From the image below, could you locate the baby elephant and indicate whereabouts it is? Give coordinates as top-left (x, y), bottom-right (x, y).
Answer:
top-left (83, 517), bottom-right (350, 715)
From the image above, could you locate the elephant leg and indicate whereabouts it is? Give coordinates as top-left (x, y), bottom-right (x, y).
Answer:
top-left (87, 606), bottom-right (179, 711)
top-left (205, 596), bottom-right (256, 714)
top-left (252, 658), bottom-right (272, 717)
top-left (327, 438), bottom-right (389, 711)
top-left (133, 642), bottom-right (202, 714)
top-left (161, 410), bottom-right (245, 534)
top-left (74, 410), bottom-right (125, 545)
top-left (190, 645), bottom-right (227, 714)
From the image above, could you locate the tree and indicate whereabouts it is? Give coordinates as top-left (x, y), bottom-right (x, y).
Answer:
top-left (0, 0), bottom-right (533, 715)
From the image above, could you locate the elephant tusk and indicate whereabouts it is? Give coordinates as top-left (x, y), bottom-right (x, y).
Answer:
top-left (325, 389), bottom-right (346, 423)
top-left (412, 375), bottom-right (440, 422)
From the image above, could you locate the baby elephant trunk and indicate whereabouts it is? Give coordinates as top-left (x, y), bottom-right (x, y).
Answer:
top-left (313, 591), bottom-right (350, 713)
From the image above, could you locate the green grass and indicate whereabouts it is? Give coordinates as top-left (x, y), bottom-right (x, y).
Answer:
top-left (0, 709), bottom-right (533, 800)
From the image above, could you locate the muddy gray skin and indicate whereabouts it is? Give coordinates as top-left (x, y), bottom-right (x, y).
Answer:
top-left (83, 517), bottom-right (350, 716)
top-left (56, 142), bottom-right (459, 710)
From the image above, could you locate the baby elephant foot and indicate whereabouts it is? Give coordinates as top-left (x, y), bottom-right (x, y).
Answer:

■ ■ ■ ■

Pick out every line in the listing above that contains the string "baby", matching case exactly, and copy each one.

**RESPONSE TO THE EXERCISE**
From the image below, could you locate the baby elephant and indicate whereabouts it is? Give coordinates as top-left (x, y), bottom-right (x, y).
From the image above, could you locate the baby elephant trunk and indicate whereabouts it is? Give coordinates as top-left (x, y), bottom-right (x, y).
From the image above, could you locate the baby elephant foot and indicate whereabouts it is? Give coordinates as top-left (x, y), bottom-right (x, y).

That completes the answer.